§ Coordinate labeling data
------------------------------------------------
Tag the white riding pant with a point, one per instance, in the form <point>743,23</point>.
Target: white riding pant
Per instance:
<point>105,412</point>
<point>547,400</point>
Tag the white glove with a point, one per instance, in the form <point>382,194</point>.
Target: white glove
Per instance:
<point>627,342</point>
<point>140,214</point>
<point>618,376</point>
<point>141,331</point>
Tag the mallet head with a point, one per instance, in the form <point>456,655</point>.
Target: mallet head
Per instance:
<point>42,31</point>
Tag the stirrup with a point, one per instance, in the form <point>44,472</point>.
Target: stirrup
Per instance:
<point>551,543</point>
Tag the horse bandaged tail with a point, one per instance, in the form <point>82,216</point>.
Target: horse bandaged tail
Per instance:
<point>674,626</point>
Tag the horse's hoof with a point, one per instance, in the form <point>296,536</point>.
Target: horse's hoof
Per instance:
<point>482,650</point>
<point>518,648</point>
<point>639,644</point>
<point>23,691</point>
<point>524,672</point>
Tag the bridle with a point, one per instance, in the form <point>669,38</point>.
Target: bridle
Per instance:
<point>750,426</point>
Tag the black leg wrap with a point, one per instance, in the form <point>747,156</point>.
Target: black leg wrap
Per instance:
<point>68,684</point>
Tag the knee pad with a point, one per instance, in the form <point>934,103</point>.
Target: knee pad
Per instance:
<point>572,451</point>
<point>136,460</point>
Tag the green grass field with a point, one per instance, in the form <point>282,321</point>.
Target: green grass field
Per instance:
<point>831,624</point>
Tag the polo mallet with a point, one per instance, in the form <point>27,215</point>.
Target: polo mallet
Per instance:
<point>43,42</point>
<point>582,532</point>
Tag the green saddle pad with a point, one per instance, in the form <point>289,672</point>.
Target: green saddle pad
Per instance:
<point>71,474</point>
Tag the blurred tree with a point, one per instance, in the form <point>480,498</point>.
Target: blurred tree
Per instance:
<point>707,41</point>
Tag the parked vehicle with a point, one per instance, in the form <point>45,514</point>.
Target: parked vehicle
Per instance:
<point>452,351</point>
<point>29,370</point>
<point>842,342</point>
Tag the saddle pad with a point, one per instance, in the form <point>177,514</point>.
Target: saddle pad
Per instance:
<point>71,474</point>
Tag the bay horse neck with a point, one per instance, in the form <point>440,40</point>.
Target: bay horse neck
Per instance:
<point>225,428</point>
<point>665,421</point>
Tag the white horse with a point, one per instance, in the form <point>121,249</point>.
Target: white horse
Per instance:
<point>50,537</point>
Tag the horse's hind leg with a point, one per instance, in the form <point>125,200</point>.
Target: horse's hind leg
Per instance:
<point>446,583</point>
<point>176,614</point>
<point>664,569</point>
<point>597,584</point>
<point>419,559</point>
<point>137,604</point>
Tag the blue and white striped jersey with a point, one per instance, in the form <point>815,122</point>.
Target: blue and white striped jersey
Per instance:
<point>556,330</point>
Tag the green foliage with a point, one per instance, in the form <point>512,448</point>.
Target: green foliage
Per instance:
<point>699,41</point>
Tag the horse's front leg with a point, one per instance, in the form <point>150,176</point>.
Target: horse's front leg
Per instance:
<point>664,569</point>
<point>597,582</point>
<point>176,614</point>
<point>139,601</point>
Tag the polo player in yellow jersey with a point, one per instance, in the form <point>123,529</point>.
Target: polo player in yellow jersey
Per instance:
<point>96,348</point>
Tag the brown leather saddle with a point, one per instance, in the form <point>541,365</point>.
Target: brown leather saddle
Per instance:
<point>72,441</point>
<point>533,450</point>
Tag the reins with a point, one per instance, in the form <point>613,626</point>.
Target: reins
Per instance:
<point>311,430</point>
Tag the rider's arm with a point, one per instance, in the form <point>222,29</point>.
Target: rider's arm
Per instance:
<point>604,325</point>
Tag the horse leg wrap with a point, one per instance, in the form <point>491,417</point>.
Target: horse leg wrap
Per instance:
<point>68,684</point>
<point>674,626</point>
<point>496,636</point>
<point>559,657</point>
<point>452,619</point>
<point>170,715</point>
------------------------------------------------
§ Do this
Please reproduce all of the material above word for word, leaving every line unchanged.

§ Reply to the exercise
Tag the white riding pant with a point, one per instance, in the form <point>743,23</point>.
Target: white riding pant
Per instance:
<point>105,412</point>
<point>547,400</point>
Tag the white glove with a point, one per instance, in the form <point>382,194</point>.
Target: white glove
Per instance:
<point>627,342</point>
<point>140,214</point>
<point>618,376</point>
<point>141,331</point>
Tag the mallet head with a point, one per instance, in the form <point>456,655</point>.
Target: mallet head
Per instance:
<point>42,31</point>
Tag the stirrup with a point, one per instance, in the form <point>44,472</point>.
Target: stirrup
Per instance:
<point>551,543</point>
Tag the horse bandaged tail with a point, one per instance, in the form <point>82,216</point>.
Target: horse bandaged tail
Per instance:
<point>674,626</point>
Tag the horse's hoof with a point, one per instance, in the form <point>296,536</point>.
Target: horse's hoof
Per instance:
<point>482,650</point>
<point>518,648</point>
<point>639,644</point>
<point>23,691</point>
<point>524,672</point>
Tag the bridle with a point, one per instance, in the form <point>669,38</point>.
Target: bridle
Per instance:
<point>750,426</point>
Tag the black leg wrap with a point, one per instance, in the form <point>747,156</point>.
Target: black leg wrap
Per instance:
<point>68,684</point>
Tag the knee pad with a point, one per instance, in the form <point>934,103</point>.
Target: knee pad
Per instance:
<point>572,451</point>
<point>136,460</point>
Tag the green grass field with a point, one per instance, in the form <point>282,321</point>.
Target: green grass field
Per instance:
<point>831,624</point>
Tag the polo mallet with a point, one per instance, in the form <point>27,215</point>.
Target: polo mallet
Per instance:
<point>43,42</point>
<point>582,532</point>
Tag the green saddle pad with a point, one per instance, in the form <point>289,672</point>.
Target: green saddle pad
Per instance:
<point>71,474</point>
Tag the blurred tree with a point, one per instance, in the form <point>480,498</point>.
Target: blurred tree
Per instance:
<point>707,41</point>
Tag the parked vehicle with a point, one per instance, in the form <point>45,514</point>.
Target: parked vehicle
Per instance:
<point>452,351</point>
<point>29,370</point>
<point>842,342</point>
Tag the saddle pad with a point, one per instance, in the form <point>177,514</point>.
Target: saddle pad
Per instance:
<point>71,474</point>
Tag the bay horse neck with a point, one per instance, in the form <point>440,40</point>.
Target: bay horse neck
Per instance:
<point>225,428</point>
<point>665,421</point>
Tag the white horse with a point, one per instance, in the form <point>121,249</point>.
Target: white horse
Per instance:
<point>50,537</point>
Tag the horse's hind leg with a point, one per instance, in the form <point>125,200</point>.
Target: horse's hind leg
Per instance:
<point>446,583</point>
<point>176,614</point>
<point>664,569</point>
<point>597,584</point>
<point>419,559</point>
<point>137,604</point>
Tag the blue and white striped jersey with a point, one per instance, in the form <point>815,122</point>.
Target: blue and white striped jersey
Per instance:
<point>556,330</point>
Tag the green foliage with a point, one per instance, in the form <point>512,448</point>.
Target: green foliage
Per instance:
<point>699,41</point>
Tag the horse's front leg with a point, one per instance, in the form <point>150,176</point>.
Target: horse's front leg
Per instance:
<point>664,569</point>
<point>597,582</point>
<point>176,614</point>
<point>139,601</point>
Tag the polo player in yellow jersey with a point, one per instance, in the form <point>123,529</point>.
Target: polo player in yellow jersey
Per instance:
<point>96,348</point>
Tag the brown leather saddle with a point, one per instance, in the form <point>541,365</point>.
Target: brown leather saddle
Per instance:
<point>72,441</point>
<point>533,450</point>
Tag the reins with a point, one per instance, in the form <point>613,626</point>.
Target: reins
Per instance:
<point>311,430</point>
Tag the rider's arm with a point, one per instance, in the form <point>222,29</point>.
Target: rider's arm
Per instance:
<point>604,325</point>
Tag the horse leg wrap with a point, one per instance, in the form <point>491,417</point>.
Target: horse leg wrap
Per instance:
<point>68,684</point>
<point>674,626</point>
<point>496,636</point>
<point>559,657</point>
<point>452,619</point>
<point>170,715</point>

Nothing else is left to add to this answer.